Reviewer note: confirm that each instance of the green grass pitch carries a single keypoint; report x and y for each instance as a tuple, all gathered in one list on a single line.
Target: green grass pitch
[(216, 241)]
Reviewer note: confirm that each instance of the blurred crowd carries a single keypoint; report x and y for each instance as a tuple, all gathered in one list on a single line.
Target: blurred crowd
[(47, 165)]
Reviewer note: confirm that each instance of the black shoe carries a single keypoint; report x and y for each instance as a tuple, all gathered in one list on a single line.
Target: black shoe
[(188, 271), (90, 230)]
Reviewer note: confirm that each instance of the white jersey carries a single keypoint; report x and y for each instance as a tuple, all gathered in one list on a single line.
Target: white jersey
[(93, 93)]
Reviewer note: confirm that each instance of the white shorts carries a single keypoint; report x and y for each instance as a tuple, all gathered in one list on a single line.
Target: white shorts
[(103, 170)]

● **HOW TO COMPLETE THIS TASK**
A reply should hold exactly the lines from the one containing "Reviewer note: confirm that each instance of the black" through the end of the data above, nothing more.

● **RESULT OF THE EXERCISE**
Reviewer note: confirm that each instance of the black shoe carries a single keypoint; report x and y for each instance as a tuple, all gathered in one list on a single line.
Target: black shoe
[(188, 271), (90, 230)]
Reviewer note: confirm that each instance of the white jersey carries a single keypoint; report x and y for each instance as a tuple, all gathered in one list on a single line.
Target: white jersey
[(93, 93)]
Reviewer note: confirm that each instance of the white shorts carries a single keypoint; report x and y for each instance as a tuple, all gathered in one list on a single line.
Target: white shorts
[(103, 170)]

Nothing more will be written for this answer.